_Stored data_
══════════

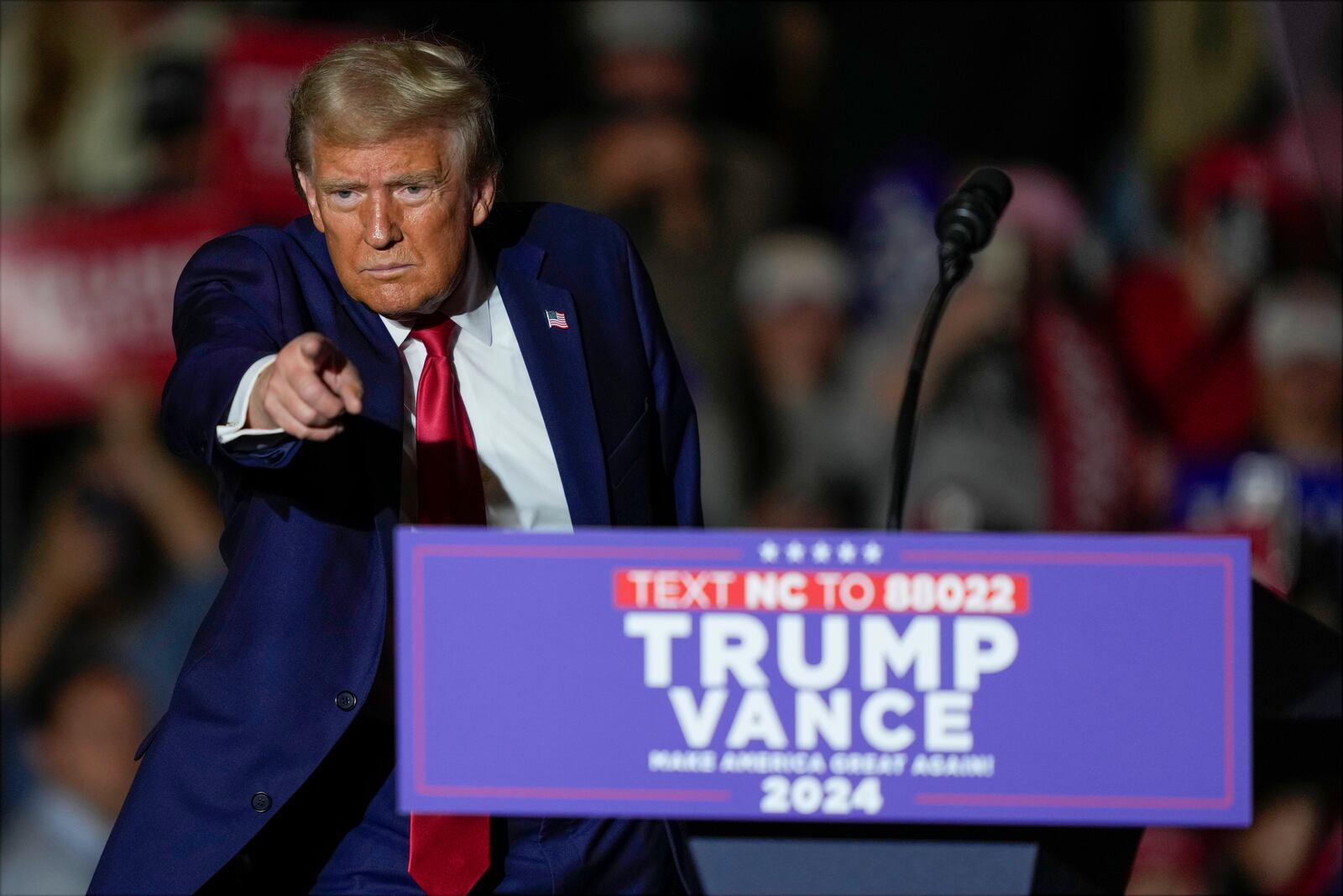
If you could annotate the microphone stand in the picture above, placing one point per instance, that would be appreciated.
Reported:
(954, 263)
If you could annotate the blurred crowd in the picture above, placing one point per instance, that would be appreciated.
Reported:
(1152, 341)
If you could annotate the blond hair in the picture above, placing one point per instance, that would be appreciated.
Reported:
(367, 91)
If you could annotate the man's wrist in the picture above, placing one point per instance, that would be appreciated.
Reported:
(238, 423)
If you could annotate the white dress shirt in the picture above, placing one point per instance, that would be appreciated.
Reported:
(521, 479)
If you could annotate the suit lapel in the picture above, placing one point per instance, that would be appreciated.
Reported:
(364, 340)
(557, 365)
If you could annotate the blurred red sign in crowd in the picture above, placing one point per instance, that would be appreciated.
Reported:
(87, 290)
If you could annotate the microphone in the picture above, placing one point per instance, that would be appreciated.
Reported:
(964, 226)
(966, 221)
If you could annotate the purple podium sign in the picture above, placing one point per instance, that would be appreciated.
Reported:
(852, 676)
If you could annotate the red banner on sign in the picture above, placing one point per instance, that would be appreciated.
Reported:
(87, 298)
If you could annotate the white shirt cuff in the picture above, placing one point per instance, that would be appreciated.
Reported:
(238, 411)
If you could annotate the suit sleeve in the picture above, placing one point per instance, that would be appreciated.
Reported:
(226, 317)
(678, 432)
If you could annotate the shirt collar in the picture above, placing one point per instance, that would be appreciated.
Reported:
(473, 297)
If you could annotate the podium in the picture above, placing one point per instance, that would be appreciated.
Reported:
(852, 712)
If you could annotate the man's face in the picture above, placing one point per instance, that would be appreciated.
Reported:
(396, 216)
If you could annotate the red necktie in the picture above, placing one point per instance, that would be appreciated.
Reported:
(449, 853)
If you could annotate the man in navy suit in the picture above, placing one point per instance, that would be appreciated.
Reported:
(301, 353)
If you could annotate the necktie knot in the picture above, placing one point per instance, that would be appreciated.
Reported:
(434, 331)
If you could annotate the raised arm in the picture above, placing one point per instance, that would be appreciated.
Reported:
(226, 325)
(677, 427)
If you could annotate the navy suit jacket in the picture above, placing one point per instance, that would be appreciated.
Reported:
(308, 526)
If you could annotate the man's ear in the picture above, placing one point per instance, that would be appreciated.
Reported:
(311, 196)
(483, 201)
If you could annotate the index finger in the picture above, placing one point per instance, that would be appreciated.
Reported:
(347, 384)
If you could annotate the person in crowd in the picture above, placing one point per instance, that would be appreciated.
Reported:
(124, 557)
(796, 290)
(145, 538)
(1181, 324)
(85, 721)
(688, 190)
(102, 101)
(1017, 356)
(1286, 488)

══════════

_Goal of the exercise_
Aside from the pictures, repeat the listing exactly.

_Exercise result_
If you could annotate the microphone stand in the picture above, placing one point per instance, that would be appreciated.
Reported:
(954, 263)
If you could annotate the blurred crowd in the picture above, placing one point per instance, that would be appreciated.
Reported:
(1152, 341)
If you could annotate the blond hair in the picture above, placing one point per instance, that would be appreciated.
Reported:
(367, 91)
If you could annotate the man's wrist in the picture above, placing one point per instance, that would be appreciated.
Reported:
(238, 423)
If you could annotate the white dress shirt in the picture above, placing one point per instance, that would be appreciated.
Reported:
(521, 479)
If you could annotate the suit lapel in the picture above, placing one point per instance, that would be appreciated.
Reported:
(364, 340)
(557, 365)
If you could annotate the blurred red sign in crowd in the picture above, placing one point per instance, that would be appreciated.
Reported:
(87, 290)
If you could annotate the microphone in the picture above, placing one point per instance, that would be appreciated.
Reported:
(964, 226)
(966, 221)
If you could annotate the purple podium sign in the picture above, placing one point per instance, that would be appreciated.
Reported:
(852, 676)
If you could annotate the red banner on sign in the picture above, placing one point per instance, that would be appreciated.
Reported:
(87, 298)
If you could annotate the white shirt cuff in the picture above, placing one point per instance, that would be appreciated.
Reported:
(238, 411)
If you could annotate the suit sleeve in the picture above, placing one point per instance, that would be appreciated.
Reported:
(226, 317)
(678, 432)
If you could annotate the shirt collar in the picture above, placing one point per instance, that would be appreciated.
Reported:
(473, 297)
If you could annotate the podium in the picture above, placing one point per instance, that would be appreciated.
Reported:
(852, 712)
If you could annotate the man's face in the picture above, placing one point per instance, that would be appreciated.
Reported:
(396, 216)
If you could annotate the red necktie in the picture above, placing one point per instance, that would be appreciated.
Reported:
(449, 853)
If you could annotate the man in navy suit in the picture above, placing one point per instance, that would be appreciated.
Reported:
(301, 353)
If you could annotate the necktie knot in the picture above, placing one point per instance, that would be appreciated.
Reported:
(434, 331)
If you could annotate the raised arm in the picture above, placing one point per instance, that would be appreciated.
Reported:
(226, 325)
(677, 427)
If you could annotate the navy suit jacket in the picture above, placing one point per instance, that would be appreciated.
Reported:
(308, 526)
If you could annotate the man's ear in the picture above, placing one point per instance, that would be appreciated.
Reported:
(311, 196)
(483, 201)
If you could annotate the index finger in the picture above, placing one point per instance, that would be appreciated.
Reported:
(347, 384)
If you could annotate the person in crowd in the picture above, placing one point per instance, that would be appreciated.
Reported:
(124, 557)
(796, 290)
(145, 538)
(1181, 324)
(85, 721)
(688, 190)
(102, 101)
(1017, 356)
(1286, 488)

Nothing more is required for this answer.